### PASSAGE TO READ
###

It is also unclear, why carbapenem use in the current but not in the prior month was associated with HA-VRE-rates when screening and clinical specimen were considered. However, given the available evidence it seems unlikely that a single antimicrobial agent is responsible for the multifactorial process of VRE selection. It is rather an interaction of different antimicrobial agents with the competing intestinal microbiota and might differ from individual to individual [8].

Regarding antibiotics, the use of broad-spectrum antibiotics such as glycopeptides and carbapenems was 3 to 13-fold higher on ICUs as compared to medical or surgical wards. Although interpreting these results without individual patient data is challenging, this rates might indicate inappropriate use of these antibiotics on ICUs. Antibiotic stewardship could limit unnecessary or inappropriate use of antibiotics, thereby improving the quality of antibiotic use in hospitals [24].

###

### LISTED RECORDS
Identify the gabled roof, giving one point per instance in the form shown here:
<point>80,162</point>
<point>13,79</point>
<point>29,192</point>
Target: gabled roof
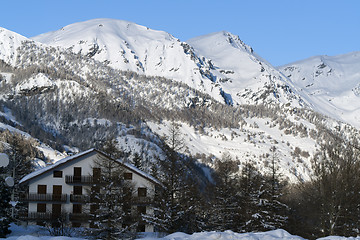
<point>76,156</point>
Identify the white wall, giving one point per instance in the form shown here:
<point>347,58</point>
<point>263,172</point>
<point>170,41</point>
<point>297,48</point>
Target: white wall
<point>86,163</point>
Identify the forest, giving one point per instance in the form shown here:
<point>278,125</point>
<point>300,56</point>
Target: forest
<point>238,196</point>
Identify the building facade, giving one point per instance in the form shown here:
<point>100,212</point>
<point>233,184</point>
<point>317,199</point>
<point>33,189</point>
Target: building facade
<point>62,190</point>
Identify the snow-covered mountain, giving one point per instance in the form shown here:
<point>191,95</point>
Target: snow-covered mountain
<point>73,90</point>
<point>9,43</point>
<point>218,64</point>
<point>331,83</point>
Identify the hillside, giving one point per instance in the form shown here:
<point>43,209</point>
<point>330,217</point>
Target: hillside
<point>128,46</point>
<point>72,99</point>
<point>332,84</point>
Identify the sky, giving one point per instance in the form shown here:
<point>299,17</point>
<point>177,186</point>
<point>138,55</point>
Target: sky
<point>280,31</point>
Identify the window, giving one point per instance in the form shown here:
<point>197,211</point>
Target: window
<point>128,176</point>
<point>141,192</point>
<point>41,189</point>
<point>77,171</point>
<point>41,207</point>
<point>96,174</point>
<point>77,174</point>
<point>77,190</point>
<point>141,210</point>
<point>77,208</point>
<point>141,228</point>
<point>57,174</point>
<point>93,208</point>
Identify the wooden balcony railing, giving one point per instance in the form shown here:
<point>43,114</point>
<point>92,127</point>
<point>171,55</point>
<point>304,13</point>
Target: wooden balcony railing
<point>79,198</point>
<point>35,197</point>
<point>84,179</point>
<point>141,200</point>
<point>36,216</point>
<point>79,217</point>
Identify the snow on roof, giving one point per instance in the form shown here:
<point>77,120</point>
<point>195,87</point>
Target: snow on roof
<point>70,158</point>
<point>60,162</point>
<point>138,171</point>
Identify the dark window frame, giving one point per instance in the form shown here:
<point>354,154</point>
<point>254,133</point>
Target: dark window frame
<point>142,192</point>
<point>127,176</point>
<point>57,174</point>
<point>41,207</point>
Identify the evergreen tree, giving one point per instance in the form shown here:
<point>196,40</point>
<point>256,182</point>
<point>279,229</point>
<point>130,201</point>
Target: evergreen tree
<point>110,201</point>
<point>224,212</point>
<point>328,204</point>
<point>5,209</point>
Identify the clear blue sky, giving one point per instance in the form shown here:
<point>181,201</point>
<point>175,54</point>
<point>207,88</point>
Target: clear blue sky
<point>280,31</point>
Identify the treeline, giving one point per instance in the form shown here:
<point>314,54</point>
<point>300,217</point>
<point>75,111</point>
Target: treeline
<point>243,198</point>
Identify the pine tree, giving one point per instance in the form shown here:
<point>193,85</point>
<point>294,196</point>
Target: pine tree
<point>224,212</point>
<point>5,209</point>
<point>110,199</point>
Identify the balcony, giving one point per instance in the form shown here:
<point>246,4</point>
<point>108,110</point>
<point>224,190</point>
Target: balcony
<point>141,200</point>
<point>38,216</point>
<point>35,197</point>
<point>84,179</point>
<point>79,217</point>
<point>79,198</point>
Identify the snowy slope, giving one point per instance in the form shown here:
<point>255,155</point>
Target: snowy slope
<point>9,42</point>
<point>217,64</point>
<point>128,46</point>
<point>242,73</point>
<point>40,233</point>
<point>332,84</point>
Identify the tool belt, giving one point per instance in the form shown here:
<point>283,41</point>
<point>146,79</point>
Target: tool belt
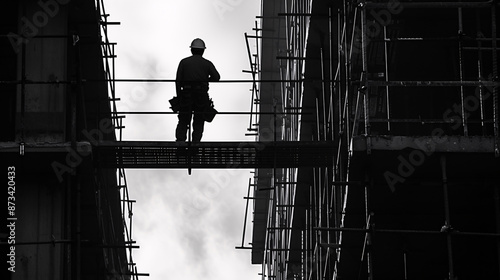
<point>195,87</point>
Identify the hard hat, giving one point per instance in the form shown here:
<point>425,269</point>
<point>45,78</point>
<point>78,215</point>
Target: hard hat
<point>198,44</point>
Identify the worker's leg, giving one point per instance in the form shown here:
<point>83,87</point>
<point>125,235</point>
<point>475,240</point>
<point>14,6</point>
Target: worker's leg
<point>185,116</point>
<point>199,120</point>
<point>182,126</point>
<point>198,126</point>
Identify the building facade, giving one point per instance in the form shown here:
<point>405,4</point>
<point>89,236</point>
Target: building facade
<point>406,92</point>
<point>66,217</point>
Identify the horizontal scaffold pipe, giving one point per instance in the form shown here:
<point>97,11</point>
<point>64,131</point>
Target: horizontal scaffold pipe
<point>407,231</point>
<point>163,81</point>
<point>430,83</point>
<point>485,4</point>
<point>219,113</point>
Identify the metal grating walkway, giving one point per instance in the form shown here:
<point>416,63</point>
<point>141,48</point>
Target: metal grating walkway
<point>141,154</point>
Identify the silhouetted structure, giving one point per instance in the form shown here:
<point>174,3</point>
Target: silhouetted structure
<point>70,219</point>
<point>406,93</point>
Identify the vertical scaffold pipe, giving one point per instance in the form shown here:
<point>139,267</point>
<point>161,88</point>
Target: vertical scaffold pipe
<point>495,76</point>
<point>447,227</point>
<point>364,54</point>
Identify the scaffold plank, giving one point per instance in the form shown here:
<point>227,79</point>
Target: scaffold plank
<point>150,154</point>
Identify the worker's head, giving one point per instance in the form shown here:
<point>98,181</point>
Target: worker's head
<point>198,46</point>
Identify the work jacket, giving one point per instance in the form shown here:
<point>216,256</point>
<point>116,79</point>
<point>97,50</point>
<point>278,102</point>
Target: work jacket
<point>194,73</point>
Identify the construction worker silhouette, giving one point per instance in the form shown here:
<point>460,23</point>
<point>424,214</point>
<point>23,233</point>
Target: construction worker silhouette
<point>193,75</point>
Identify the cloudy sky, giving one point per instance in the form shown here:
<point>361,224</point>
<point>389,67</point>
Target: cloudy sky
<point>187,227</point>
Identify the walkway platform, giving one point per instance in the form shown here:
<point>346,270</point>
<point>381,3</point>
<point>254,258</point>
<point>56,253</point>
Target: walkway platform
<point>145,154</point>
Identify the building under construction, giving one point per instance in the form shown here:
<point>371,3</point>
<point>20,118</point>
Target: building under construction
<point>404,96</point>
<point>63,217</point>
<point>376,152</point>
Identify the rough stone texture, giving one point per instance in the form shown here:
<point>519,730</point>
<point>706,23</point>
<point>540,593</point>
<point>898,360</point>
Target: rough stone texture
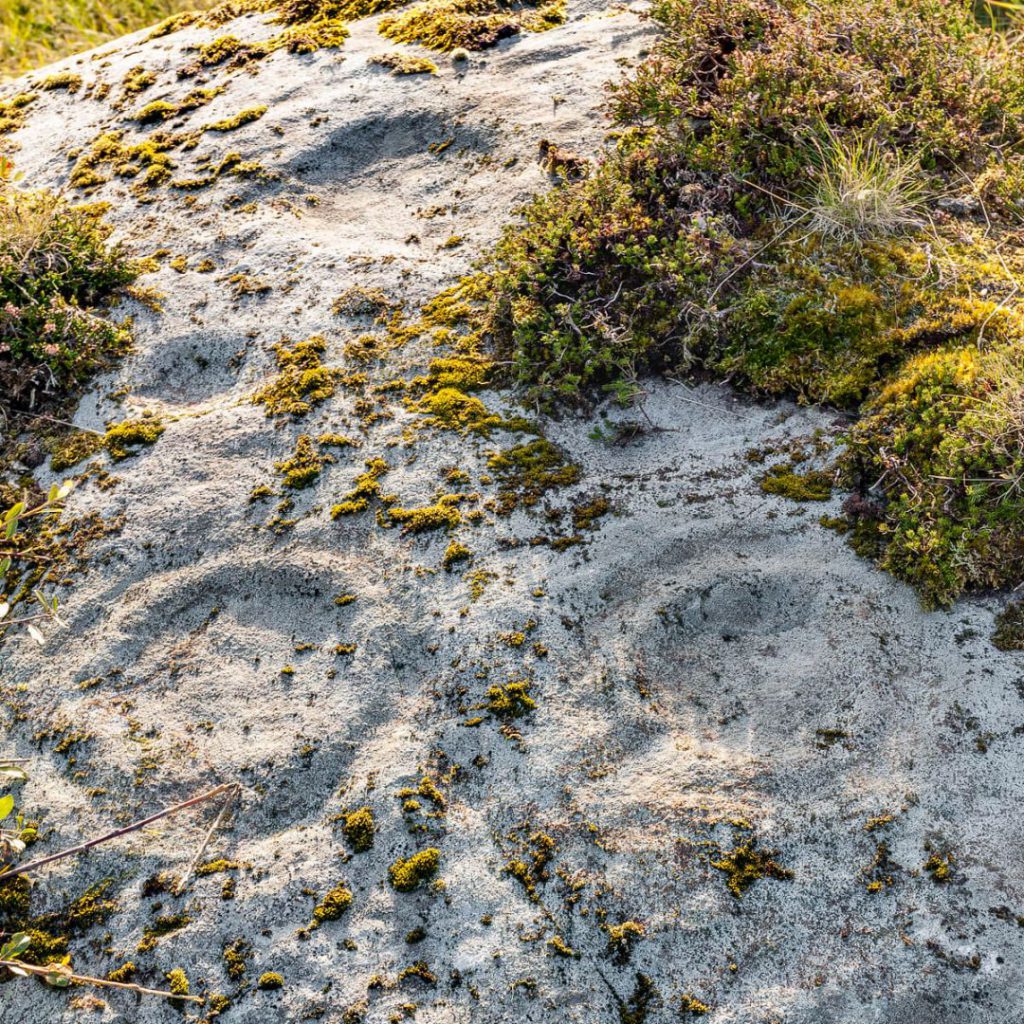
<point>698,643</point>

###

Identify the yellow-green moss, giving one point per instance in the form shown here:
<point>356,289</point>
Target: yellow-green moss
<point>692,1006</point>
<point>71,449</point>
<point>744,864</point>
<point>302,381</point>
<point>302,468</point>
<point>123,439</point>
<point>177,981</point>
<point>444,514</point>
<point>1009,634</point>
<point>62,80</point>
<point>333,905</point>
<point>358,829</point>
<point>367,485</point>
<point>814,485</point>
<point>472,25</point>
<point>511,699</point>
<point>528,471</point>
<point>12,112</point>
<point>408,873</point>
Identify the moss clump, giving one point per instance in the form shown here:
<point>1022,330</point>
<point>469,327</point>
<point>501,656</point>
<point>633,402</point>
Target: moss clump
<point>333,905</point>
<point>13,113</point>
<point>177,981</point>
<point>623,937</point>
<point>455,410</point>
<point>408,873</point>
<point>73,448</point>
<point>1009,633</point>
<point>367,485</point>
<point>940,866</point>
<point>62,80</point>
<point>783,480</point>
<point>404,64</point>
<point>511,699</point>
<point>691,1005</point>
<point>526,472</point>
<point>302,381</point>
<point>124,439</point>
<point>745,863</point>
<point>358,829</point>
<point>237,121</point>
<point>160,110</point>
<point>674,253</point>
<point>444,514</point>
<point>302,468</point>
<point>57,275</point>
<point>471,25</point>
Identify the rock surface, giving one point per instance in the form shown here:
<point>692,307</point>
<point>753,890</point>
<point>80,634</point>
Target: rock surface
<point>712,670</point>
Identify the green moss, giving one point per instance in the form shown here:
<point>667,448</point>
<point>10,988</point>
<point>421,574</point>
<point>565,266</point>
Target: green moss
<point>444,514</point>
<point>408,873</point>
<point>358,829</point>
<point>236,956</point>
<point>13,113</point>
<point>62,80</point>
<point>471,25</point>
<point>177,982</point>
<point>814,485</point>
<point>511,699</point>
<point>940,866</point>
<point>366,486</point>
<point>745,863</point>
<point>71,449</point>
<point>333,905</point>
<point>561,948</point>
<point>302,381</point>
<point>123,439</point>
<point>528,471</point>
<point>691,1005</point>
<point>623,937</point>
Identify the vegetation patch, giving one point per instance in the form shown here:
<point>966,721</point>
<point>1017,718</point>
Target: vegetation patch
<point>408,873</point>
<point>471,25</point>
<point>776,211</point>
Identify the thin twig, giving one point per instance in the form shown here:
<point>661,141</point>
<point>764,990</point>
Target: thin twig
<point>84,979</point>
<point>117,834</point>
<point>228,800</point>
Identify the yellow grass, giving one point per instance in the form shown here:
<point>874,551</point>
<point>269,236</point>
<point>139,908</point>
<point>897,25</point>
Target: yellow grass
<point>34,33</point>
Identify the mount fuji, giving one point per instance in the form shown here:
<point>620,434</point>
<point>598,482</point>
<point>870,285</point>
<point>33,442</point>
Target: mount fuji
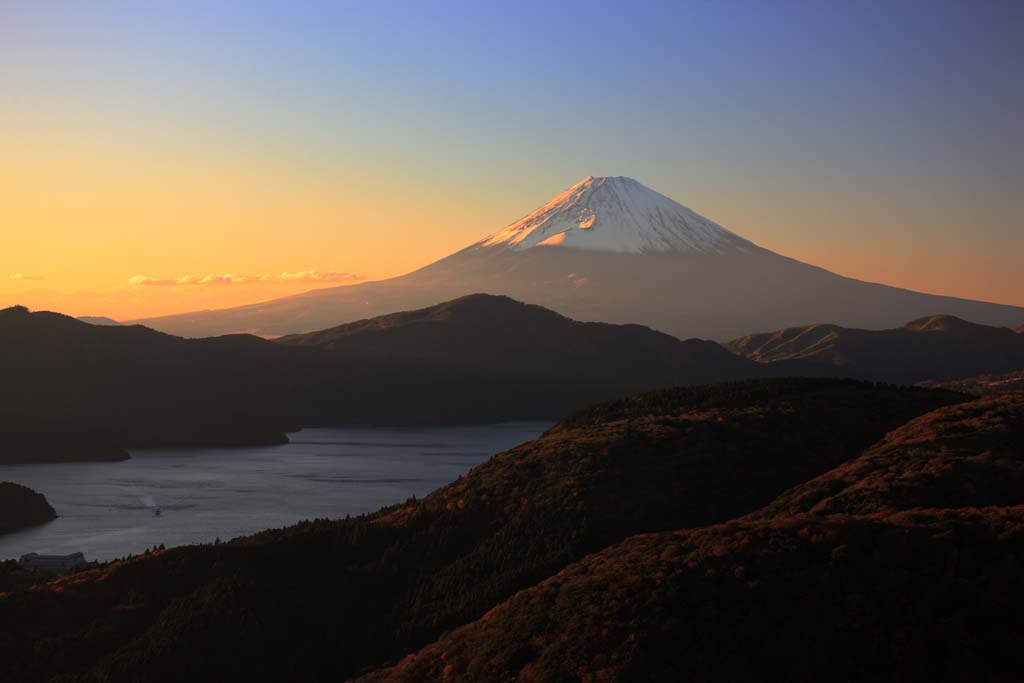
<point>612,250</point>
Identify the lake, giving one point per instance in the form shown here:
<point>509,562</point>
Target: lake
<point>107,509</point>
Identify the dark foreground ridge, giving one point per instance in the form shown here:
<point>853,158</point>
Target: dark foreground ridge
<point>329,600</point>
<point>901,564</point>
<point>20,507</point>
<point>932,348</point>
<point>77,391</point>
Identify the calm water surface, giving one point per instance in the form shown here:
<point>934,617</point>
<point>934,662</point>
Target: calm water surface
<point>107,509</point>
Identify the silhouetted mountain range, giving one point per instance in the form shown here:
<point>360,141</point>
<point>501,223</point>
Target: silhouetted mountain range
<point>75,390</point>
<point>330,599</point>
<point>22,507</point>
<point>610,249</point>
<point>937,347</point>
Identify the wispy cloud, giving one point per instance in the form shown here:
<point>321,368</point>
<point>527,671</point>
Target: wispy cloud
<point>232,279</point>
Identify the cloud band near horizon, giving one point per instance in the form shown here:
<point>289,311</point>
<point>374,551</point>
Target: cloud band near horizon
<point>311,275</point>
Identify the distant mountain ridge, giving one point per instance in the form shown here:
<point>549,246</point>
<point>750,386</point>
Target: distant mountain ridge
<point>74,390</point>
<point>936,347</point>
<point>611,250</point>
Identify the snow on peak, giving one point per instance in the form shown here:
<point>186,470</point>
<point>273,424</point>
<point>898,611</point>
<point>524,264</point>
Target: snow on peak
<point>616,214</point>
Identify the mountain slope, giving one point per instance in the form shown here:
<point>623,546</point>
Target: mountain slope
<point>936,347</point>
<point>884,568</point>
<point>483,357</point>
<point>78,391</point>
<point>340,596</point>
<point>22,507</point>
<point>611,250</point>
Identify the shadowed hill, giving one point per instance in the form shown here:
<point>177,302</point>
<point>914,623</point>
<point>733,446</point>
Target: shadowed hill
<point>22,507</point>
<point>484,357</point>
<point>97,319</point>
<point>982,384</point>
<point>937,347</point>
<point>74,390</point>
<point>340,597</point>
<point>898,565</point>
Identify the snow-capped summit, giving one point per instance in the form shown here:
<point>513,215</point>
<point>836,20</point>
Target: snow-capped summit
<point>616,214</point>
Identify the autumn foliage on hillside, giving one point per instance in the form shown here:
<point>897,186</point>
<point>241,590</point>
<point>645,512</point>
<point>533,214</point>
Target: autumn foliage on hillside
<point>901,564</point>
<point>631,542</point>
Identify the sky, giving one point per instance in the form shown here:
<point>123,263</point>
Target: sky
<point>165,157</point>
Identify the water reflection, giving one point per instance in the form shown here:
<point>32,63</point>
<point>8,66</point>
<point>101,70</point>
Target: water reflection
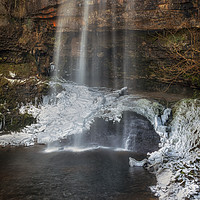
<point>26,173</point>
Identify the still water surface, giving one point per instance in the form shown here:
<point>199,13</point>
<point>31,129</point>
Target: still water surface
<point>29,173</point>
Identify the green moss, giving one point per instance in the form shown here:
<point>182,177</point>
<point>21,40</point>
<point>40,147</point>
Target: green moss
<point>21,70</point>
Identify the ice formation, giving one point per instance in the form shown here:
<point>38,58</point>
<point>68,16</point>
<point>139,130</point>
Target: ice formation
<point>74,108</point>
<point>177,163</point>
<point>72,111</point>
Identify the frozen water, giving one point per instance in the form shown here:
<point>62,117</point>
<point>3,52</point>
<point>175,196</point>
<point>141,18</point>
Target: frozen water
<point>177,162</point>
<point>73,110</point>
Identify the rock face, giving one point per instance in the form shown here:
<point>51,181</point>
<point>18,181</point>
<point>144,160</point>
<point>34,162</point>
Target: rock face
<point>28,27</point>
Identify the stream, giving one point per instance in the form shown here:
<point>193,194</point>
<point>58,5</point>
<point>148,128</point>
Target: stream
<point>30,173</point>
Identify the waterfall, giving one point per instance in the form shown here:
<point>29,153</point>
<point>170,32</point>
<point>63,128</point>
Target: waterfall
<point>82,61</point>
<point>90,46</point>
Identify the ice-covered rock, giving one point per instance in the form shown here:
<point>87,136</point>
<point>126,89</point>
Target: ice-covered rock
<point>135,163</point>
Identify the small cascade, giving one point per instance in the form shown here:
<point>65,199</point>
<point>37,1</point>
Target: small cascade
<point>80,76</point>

###

### TASK SET
**1)** Return the part of the passage on antibiotic use and VRE from "Regarding antibiotics, the" to "in hospitals [24].", copied word for word.
**2)** Rewrite the paragraph of the passage on antibiotic use and VRE that begins "Regarding antibiotics" in shorter form, keeping its main facts.
The records have no connection to the passage on antibiotic use and VRE.

### RESULTS
**1)**
Regarding antibiotics, the use of broad-spectrum antibiotics such as glycopeptides and carbapenems was 3 to 13-fold higher on ICUs as compared to medical or surgical wards. Although interpreting these results without individual patient data is challenging, this rates might indicate inappropriate use of these antibiotics on ICUs. Antibiotic stewardship could limit unnecessary or inappropriate use of antibiotics, thereby improving the quality of antibiotic use in hospitals [24].

**2)** ICUs used broad-spectrum antibiotics such as glycopeptides and carbapenems 3 to 13 times more than medical or surgical wards. Without individual patient data these rates are hard to interpret, but they might point to inappropriate use on ICUs. Antibiotic stewardship could reduce unnecessary or inappropriate use and improve the quality of antibiotic use in hospitals.